— START OF Exercise material —

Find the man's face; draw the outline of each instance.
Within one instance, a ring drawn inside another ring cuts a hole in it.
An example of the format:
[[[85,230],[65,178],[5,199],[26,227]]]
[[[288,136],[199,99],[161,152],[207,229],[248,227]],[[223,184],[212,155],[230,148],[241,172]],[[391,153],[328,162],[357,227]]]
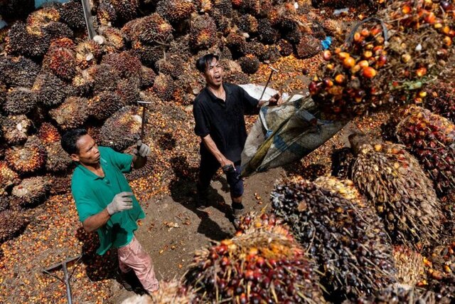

— END OF Exercise material —

=== Instructions to follow ===
Rewrite the material above, replacing "ring" with "loop" and keeping everything else unchanged. Leave the pictures out of your answer.

=== Solved exercise ===
Find the man's face; draw the outline of each instance.
Within one instance, a loop drawn inside another loop cuts a hole in it.
An example of the format:
[[[85,230],[65,178],[5,199],[26,227]]]
[[[288,136],[199,99],[161,152],[207,229],[248,227]],[[223,184],[212,155],[230,148],[241,172]],[[391,153],[328,162],[357,227]]]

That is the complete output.